1.Unsupervised Machine Learning to Identify Depressive Subtypes
Benson KUNG ; Maurice CHIANG ; Gayan PERERA ; Megan PRITCHARD ; Robert STEWART
Healthcare Informatics Research 2022;28(3):256-266
Objectives:
This study evaluated an unsupervised machine learning method, latent Dirichlet allocation (LDA), as a method for identifying subtypes of depression within symptom data.
Methods:
Data from 18,314 depressed patients were used to create LDA models. The outcomes included future emergency presentations, crisis events, and behavioral problems. One model was chosen for further analysis based upon its potential as a clinically meaningful construct. The associations between patient groups created with the final LDA model and outcomes were tested. These steps were repeated with a commonly-used latent variable model to provide additional context to the LDA results.
Results:
Five subtypes were identified using the final LDA model. Prior to the outcome analysis, the subtypes were labeled based upon the symptom distributions they produced: psychotic, severe, mild, agitated, and anergic-apathetic. The patient groups largely aligned with the outcome data. For example, the psychotic and severe subgroups were more likely to have emergency presentations (odds ratio [OR] = 1.29; 95% confidence interval [CI], 1.17–1.43 and OR = 1.16; 95% CI, 1.05–1.29, respectively), whereas these outcomes were less likely in the mild subgroup (OR = 0.86; 95% CI, 0.78–0.94). We found that the LDA subtypes were characterized by clusters of unique symptoms. This contrasted with the latent variable model subtypes, which were largely stratified by severity.
Conclusions
This study suggests that LDA can surface clinically meaningful, qualitative subtypes. Future work could be incorporated into studies concerning the biological bases of depression, thereby contributing to the development of new psychiatric therapeutics.

Natural language region descriptions
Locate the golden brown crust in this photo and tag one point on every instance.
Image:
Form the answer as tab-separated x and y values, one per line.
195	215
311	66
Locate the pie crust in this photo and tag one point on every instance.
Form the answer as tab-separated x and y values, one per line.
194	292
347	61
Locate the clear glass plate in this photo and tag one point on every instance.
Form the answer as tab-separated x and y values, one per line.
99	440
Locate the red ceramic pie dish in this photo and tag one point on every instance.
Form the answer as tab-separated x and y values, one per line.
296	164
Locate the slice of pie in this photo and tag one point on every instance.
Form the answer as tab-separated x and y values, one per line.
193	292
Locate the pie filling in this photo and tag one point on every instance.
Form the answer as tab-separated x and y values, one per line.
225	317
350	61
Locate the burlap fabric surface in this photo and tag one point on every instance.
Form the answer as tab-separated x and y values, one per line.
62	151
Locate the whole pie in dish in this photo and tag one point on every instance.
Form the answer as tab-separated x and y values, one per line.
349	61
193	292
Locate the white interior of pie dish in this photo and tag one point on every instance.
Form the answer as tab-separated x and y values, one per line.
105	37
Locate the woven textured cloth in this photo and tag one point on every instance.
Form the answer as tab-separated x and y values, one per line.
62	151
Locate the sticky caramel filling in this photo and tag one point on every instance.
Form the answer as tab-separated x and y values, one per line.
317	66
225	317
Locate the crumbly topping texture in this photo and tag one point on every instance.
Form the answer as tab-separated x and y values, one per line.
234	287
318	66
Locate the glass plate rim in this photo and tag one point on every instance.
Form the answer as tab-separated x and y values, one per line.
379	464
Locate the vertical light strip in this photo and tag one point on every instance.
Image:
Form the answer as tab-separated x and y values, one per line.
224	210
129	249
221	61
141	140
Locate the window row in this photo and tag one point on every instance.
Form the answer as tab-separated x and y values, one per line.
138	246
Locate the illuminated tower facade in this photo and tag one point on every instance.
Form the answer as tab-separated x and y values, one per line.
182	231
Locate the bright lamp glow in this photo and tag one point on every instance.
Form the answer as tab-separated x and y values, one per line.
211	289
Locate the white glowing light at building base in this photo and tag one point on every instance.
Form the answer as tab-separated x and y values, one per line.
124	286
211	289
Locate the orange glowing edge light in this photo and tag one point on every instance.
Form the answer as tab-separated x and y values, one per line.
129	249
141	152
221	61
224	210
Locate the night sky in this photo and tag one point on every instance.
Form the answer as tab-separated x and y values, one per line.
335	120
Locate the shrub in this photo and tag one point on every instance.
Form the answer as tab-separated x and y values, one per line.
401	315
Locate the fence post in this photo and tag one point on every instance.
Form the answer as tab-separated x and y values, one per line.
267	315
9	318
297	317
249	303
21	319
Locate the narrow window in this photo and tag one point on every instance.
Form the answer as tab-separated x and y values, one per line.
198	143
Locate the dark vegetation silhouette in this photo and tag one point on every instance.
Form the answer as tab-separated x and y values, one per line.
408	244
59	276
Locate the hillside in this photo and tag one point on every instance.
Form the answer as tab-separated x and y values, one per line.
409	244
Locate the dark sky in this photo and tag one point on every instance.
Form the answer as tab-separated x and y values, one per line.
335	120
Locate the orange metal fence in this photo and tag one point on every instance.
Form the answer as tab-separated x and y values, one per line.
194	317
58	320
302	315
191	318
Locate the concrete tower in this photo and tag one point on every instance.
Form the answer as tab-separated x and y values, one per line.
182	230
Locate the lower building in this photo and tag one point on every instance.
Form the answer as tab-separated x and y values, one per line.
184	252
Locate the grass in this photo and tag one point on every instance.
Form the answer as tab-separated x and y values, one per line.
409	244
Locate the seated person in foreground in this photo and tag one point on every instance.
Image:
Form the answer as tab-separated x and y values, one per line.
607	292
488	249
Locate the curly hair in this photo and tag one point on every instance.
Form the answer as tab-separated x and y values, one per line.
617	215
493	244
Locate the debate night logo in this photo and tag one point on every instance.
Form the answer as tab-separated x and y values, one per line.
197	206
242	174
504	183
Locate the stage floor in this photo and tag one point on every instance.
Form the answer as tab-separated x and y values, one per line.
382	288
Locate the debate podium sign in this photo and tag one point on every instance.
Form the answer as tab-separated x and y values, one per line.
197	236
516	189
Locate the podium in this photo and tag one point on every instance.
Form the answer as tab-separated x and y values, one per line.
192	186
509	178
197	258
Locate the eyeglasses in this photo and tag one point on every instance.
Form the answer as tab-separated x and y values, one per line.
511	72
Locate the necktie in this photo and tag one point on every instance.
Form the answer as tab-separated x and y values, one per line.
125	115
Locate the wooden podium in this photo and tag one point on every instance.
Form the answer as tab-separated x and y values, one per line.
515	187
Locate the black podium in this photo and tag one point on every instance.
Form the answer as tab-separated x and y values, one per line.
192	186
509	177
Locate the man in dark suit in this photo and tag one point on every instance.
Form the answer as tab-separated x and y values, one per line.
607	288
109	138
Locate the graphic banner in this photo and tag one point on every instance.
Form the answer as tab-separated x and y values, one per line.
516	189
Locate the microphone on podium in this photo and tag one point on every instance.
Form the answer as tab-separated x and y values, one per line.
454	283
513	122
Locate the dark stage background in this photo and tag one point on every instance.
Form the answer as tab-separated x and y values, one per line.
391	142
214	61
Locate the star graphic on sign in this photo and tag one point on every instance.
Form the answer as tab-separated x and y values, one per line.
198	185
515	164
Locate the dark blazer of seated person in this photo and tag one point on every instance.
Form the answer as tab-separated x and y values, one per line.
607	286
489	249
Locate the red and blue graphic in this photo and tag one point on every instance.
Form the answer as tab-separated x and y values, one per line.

**Task A**
Reproduce the part of the abstract on depressive subtypes that opens with the words containing "Conclusions" and closes with "new psychiatric therapeutics.".
**Task B**
Summarize the abstract on depressive subtypes in two sentences.

**Final answer A**
Conclusions
This study suggests that LDA can surface clinically meaningful, qualitative subtypes. Future work could be incorporated into studies concerning the biological bases of depression, thereby contributing to the development of new psychiatric therapeutics.

**Final answer B**
The study tested latent Dirichlet allocation (LDA), an unsupervised machine learning method, for identifying depression subtypes in symptom data from 18,314 depressed patients, and repeated the analysis with a commonly-used latent variable model for context. The final LDA model produced five subtypes (psychotic, severe, mild, agitated, and anergic-apathetic) that were characterized by clusters of unique symptoms and largely aligned with outcome data, suggesting that LDA can surface clinically meaningful, qualitative subtypes.